WHAT YOU SHOULD DO — Gather and copy out every line of the records that contains the string "tile".

[Excerpts from annotation records]
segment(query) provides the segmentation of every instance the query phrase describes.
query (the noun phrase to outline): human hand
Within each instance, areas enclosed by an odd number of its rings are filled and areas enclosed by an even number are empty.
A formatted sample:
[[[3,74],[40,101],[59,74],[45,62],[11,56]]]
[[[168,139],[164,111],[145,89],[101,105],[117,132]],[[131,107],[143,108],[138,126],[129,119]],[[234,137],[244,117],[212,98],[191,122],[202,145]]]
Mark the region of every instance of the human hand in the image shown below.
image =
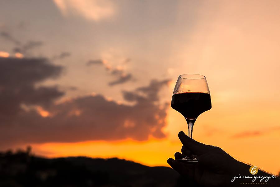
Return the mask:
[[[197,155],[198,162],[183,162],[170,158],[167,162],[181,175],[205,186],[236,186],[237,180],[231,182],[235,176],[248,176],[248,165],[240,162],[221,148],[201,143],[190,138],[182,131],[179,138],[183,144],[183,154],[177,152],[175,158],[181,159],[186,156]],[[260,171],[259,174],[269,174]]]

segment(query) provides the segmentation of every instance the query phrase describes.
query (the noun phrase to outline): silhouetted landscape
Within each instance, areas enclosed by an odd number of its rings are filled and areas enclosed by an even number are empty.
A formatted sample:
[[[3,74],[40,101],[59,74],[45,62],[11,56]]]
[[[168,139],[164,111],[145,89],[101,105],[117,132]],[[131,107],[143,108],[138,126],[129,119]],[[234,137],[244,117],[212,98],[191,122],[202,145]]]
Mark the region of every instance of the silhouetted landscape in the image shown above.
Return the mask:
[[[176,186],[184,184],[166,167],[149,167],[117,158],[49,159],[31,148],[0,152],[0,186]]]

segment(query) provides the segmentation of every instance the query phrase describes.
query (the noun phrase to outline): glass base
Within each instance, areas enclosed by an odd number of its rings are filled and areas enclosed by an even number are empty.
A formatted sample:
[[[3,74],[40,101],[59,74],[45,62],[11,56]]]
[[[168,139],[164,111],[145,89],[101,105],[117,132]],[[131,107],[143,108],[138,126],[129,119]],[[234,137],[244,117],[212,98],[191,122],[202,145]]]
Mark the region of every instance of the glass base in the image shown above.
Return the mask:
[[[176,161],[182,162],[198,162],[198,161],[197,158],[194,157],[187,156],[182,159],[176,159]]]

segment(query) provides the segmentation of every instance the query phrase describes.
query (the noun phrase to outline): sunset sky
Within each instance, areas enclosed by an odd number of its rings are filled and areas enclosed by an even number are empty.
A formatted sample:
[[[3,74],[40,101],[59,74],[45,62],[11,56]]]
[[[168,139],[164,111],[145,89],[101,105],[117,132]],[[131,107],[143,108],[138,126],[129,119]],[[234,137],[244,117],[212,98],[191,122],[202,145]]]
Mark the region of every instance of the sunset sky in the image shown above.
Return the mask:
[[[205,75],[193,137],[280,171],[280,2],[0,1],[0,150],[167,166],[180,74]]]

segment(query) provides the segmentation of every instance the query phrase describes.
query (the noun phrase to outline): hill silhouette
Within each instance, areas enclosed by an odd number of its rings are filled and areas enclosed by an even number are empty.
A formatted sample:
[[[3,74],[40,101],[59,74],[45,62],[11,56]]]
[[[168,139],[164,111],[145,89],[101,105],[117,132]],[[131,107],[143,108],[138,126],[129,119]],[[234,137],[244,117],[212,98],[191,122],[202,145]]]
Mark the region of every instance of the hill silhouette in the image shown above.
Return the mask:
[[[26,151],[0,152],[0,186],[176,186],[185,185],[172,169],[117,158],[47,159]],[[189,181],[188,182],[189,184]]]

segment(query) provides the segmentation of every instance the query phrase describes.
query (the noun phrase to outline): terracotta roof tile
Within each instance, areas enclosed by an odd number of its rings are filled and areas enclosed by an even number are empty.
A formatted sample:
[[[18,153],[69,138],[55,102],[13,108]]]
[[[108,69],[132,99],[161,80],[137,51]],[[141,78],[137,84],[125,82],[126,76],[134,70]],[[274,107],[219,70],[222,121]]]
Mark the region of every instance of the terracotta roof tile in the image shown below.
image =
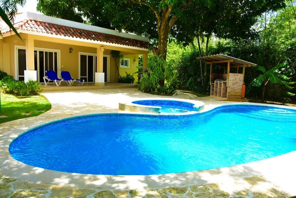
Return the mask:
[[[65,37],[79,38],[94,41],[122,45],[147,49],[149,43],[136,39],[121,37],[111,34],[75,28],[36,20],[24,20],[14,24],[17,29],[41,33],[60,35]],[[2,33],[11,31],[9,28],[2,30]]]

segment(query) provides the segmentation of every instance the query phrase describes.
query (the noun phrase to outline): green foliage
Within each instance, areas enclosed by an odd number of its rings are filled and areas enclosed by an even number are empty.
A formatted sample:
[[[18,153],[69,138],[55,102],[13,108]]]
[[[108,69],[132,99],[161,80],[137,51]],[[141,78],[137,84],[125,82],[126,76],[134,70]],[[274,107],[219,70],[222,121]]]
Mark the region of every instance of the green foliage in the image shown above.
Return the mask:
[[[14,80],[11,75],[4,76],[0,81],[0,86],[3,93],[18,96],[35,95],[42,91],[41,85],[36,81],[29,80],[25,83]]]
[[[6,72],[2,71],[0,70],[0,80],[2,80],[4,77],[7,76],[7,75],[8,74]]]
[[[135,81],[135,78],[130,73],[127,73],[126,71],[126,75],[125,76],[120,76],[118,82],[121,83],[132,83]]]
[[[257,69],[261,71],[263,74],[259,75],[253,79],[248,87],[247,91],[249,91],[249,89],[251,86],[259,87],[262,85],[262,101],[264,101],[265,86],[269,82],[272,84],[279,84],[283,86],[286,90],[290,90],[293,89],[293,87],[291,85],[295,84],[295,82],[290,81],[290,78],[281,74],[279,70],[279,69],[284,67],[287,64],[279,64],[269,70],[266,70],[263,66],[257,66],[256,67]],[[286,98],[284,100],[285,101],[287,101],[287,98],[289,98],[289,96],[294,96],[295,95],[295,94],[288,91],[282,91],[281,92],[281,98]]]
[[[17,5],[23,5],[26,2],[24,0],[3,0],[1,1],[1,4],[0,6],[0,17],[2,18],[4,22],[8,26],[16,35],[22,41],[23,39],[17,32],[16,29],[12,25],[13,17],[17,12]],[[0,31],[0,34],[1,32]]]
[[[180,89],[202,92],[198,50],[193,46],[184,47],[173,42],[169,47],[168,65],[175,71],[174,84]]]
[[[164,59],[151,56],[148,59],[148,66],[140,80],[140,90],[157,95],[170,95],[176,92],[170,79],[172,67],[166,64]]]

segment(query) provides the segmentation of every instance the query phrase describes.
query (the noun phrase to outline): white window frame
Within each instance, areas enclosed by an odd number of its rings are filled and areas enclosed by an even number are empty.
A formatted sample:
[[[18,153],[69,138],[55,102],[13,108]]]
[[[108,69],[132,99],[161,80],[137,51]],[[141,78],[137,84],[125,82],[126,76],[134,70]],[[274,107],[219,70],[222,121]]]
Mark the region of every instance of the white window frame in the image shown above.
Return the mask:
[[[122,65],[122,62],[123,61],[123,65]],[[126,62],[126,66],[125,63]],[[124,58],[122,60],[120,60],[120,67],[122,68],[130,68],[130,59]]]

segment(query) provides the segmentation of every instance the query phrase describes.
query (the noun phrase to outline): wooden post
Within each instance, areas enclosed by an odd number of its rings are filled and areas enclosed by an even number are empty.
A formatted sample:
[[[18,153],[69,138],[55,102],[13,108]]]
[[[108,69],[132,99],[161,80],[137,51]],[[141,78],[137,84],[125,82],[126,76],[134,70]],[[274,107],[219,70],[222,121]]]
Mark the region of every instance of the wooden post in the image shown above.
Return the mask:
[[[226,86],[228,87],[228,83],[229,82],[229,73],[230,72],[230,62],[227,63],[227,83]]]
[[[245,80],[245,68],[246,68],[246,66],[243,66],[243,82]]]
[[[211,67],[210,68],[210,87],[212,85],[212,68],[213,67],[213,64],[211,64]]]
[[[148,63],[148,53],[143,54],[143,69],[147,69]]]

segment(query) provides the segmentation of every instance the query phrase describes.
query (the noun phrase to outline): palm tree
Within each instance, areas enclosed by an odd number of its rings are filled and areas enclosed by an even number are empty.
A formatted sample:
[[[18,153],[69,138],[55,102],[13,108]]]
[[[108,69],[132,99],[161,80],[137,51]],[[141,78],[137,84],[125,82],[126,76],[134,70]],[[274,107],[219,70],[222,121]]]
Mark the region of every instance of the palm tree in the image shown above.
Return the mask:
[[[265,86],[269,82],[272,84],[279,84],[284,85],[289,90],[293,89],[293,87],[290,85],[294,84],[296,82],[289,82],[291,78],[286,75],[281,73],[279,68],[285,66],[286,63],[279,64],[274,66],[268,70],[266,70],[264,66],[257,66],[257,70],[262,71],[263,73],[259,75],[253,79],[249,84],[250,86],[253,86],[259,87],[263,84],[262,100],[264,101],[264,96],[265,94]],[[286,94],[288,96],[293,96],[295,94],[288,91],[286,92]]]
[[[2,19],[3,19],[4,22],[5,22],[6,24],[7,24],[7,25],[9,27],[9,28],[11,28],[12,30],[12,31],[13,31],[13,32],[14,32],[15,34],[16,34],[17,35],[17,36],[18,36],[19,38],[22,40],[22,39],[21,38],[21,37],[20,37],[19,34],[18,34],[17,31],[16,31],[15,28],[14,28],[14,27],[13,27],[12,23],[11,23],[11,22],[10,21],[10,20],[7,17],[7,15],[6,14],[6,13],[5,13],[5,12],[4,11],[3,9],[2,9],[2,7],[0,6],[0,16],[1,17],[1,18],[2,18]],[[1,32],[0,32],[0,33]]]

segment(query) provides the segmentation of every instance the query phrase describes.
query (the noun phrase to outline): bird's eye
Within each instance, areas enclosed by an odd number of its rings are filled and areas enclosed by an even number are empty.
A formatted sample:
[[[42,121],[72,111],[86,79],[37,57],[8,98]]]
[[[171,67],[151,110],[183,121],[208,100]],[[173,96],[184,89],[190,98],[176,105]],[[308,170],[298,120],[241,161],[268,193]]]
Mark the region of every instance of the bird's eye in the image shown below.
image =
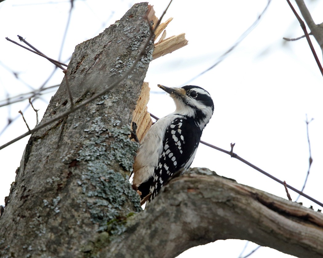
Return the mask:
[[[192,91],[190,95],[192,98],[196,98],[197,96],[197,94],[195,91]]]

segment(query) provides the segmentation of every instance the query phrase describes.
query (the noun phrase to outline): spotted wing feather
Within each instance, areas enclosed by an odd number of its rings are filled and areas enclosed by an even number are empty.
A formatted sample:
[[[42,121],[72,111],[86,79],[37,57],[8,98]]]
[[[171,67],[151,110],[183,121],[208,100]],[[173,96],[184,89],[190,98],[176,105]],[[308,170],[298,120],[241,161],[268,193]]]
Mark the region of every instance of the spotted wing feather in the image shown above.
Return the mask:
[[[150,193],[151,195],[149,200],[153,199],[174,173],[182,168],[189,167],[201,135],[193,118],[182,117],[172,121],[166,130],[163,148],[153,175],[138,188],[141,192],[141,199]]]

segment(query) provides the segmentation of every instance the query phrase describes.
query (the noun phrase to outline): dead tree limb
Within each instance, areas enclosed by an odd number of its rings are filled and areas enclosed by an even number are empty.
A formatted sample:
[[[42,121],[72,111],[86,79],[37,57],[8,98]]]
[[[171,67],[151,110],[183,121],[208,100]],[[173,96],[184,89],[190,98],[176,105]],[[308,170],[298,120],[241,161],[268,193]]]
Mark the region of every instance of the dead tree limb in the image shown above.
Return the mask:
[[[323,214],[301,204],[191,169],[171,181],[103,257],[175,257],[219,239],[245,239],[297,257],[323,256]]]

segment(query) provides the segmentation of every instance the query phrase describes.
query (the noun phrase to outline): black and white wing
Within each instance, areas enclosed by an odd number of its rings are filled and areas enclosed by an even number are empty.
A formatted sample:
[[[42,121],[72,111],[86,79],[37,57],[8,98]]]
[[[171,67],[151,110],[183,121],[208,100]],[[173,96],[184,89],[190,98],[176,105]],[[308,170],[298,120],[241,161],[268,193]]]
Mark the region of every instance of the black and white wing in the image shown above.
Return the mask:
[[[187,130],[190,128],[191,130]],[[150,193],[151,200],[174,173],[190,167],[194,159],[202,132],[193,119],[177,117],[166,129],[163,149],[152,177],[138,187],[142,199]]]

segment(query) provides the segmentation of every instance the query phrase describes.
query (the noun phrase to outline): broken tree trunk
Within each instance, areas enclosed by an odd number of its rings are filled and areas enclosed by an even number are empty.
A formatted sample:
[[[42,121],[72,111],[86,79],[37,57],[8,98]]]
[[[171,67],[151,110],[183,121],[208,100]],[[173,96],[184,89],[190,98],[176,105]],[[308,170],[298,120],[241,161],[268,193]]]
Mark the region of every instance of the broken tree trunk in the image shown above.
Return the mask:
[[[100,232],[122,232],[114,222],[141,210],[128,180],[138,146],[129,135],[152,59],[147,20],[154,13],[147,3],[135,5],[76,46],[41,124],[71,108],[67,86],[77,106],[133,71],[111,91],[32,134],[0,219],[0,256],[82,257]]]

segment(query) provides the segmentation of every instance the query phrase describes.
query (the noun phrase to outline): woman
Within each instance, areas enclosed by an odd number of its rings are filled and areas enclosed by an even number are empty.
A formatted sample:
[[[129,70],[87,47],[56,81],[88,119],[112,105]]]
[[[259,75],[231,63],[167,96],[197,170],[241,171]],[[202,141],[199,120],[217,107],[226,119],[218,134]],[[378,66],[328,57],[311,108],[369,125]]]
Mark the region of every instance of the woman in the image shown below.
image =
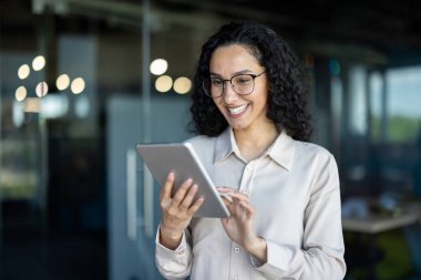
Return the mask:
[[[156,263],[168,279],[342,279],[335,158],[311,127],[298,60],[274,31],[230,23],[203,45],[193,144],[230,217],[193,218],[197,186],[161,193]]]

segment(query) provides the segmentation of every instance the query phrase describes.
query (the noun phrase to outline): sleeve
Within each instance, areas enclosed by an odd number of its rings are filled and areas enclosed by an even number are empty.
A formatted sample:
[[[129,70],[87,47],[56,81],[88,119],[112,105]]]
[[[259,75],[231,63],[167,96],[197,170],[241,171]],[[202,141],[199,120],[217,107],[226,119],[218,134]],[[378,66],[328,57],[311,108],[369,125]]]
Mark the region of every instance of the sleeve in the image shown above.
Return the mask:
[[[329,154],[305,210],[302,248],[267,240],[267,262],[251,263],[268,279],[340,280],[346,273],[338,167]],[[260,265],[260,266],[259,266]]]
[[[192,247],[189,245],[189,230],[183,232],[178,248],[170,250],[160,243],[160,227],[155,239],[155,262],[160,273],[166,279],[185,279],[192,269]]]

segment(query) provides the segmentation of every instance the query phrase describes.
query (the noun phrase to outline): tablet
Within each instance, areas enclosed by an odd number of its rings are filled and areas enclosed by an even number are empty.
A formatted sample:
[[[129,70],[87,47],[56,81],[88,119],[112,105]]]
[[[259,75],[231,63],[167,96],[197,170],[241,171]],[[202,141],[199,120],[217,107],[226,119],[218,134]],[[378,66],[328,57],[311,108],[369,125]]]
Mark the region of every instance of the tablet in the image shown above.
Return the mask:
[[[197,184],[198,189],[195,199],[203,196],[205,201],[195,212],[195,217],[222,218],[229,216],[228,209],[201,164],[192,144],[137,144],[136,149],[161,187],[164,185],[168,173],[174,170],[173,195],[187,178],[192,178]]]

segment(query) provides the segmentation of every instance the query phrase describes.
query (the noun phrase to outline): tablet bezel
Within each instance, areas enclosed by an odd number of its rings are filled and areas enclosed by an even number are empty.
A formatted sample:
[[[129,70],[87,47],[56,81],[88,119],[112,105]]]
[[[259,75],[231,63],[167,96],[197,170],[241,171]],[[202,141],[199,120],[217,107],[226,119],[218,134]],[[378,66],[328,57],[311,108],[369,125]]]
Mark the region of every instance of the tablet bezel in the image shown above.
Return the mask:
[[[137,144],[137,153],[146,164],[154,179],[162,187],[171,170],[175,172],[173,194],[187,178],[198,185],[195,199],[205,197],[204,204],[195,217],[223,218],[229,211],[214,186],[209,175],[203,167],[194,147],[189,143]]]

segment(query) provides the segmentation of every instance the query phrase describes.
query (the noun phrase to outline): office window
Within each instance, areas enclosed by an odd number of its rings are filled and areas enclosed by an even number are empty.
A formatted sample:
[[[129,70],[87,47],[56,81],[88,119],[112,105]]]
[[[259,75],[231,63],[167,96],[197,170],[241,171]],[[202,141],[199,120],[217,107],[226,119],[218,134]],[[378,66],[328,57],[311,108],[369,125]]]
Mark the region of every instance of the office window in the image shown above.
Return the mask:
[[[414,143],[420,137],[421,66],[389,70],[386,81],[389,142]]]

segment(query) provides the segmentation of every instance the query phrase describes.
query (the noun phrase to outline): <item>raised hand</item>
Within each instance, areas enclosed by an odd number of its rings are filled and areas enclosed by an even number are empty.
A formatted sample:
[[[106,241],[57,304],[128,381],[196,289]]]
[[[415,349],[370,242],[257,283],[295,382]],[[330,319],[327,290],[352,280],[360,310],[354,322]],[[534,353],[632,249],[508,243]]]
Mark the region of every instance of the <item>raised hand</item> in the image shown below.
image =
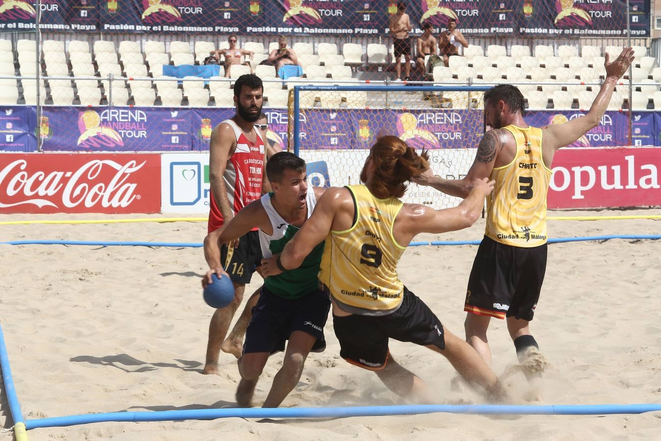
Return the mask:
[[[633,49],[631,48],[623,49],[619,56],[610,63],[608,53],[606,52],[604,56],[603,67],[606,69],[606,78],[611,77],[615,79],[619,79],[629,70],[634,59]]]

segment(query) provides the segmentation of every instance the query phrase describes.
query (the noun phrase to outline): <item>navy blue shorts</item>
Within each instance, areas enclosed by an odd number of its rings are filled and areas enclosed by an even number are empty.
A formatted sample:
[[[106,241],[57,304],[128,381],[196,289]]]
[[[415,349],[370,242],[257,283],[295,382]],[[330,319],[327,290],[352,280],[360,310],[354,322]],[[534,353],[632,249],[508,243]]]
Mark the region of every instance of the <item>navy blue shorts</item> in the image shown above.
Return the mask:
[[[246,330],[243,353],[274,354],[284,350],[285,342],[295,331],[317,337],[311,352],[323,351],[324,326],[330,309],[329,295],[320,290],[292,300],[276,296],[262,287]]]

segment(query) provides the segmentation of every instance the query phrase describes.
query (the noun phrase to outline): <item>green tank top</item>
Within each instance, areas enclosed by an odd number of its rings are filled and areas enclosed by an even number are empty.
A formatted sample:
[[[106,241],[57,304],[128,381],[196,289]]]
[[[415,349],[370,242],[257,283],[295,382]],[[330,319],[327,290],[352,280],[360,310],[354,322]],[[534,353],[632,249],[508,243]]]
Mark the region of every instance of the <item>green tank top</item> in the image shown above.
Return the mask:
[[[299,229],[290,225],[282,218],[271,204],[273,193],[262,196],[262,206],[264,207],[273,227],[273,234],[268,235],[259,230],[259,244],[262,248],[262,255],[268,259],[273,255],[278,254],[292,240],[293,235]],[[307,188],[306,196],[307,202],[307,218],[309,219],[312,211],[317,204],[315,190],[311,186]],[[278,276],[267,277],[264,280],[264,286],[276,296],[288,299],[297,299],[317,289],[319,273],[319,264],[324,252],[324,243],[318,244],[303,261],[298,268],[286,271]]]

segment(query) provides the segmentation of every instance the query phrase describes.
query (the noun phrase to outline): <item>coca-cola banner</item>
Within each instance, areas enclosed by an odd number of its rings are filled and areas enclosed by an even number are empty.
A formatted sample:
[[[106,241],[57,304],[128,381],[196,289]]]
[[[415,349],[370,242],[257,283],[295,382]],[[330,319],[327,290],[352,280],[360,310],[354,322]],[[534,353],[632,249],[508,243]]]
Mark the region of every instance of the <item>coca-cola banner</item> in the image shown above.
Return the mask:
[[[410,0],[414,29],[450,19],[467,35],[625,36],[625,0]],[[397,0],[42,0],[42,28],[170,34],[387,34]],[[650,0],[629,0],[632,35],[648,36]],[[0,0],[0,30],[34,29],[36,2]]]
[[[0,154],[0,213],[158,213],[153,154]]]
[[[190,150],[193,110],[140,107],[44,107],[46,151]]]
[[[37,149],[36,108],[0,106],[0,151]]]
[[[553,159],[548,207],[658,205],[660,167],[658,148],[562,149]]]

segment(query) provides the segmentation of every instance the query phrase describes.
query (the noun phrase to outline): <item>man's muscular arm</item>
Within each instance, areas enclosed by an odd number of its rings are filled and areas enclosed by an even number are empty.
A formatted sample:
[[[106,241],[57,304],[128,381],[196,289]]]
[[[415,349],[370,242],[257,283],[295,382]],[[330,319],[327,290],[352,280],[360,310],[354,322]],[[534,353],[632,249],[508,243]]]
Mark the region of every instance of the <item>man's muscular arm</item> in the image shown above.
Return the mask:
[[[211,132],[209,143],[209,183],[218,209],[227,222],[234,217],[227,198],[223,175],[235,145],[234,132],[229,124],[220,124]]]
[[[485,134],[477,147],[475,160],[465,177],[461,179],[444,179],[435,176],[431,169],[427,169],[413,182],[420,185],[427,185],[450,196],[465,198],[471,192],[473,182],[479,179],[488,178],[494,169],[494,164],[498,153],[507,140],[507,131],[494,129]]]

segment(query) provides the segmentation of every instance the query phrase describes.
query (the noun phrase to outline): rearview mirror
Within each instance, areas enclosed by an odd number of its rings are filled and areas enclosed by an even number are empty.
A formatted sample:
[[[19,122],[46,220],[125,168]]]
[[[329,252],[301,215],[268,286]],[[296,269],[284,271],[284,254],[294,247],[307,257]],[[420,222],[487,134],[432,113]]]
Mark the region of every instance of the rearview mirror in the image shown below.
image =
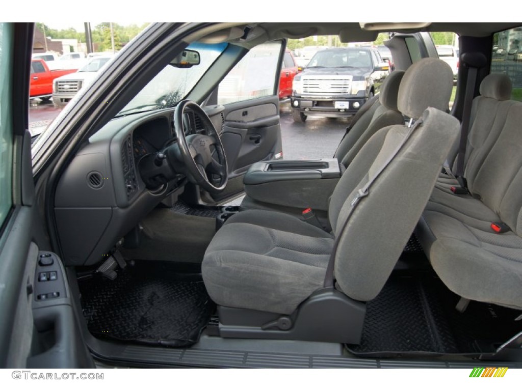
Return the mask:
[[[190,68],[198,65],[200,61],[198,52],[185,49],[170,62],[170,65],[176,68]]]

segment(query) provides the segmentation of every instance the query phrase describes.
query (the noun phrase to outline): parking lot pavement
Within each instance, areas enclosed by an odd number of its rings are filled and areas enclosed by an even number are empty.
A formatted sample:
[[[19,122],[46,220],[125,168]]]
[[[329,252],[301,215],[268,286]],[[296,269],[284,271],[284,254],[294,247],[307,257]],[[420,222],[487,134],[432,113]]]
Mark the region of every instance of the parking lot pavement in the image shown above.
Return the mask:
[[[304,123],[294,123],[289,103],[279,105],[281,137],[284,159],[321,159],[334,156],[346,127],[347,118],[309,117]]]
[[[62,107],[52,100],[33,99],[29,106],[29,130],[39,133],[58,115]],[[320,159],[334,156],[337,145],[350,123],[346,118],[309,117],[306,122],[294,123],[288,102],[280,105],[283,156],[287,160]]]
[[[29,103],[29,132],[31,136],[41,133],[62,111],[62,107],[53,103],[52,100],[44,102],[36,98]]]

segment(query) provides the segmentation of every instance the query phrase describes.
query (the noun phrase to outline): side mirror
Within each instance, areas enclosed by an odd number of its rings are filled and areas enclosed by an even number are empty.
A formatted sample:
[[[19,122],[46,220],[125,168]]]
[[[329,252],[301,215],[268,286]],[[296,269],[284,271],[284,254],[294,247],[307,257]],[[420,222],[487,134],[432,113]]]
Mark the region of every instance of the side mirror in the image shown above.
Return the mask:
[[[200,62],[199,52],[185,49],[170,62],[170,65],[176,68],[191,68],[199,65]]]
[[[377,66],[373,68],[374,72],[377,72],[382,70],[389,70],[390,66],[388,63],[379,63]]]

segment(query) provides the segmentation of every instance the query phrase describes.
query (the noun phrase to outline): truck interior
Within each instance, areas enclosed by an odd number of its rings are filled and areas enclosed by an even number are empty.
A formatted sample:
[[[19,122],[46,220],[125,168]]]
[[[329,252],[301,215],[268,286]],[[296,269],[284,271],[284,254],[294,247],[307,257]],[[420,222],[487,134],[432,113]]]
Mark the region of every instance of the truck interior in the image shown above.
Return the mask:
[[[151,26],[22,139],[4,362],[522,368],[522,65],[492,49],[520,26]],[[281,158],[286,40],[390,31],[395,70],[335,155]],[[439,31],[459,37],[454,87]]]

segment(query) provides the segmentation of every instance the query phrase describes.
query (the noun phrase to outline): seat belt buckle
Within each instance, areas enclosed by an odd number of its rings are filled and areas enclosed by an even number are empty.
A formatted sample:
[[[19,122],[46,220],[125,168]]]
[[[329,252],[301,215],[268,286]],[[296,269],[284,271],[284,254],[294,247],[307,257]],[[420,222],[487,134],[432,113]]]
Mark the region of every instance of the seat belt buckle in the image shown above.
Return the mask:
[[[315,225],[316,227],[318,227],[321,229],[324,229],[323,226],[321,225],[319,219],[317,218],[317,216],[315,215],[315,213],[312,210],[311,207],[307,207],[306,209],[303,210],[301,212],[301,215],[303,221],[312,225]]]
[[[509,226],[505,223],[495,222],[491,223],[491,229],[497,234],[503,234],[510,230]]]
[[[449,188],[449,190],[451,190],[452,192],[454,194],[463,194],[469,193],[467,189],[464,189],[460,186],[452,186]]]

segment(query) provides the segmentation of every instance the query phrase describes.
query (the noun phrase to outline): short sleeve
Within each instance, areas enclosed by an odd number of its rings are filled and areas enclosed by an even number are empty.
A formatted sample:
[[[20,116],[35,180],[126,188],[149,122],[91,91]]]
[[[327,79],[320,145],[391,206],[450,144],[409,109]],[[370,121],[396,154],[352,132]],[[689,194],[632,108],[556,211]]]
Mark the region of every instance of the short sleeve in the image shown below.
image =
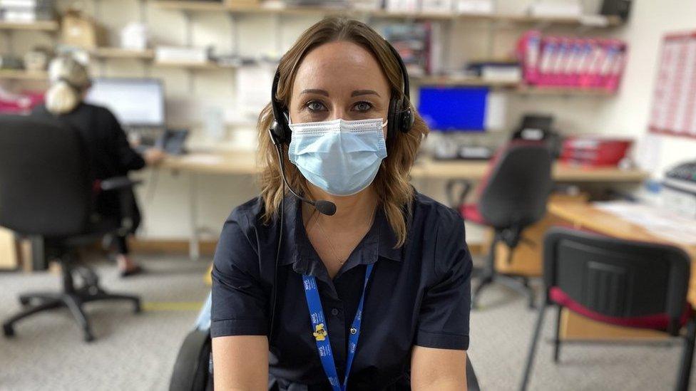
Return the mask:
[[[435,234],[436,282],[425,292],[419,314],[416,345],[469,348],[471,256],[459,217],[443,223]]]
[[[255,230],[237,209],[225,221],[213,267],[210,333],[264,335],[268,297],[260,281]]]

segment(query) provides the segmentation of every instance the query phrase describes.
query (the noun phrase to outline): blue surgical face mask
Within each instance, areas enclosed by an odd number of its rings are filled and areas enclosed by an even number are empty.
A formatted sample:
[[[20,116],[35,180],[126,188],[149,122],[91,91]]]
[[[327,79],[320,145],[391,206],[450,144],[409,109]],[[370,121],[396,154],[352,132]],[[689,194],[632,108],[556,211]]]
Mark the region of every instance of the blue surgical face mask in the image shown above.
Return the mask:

RESULT —
query (the noun phrase to outline): terracotta roof tile
Mark the region of every instance of the terracotta roof tile in the image shown below.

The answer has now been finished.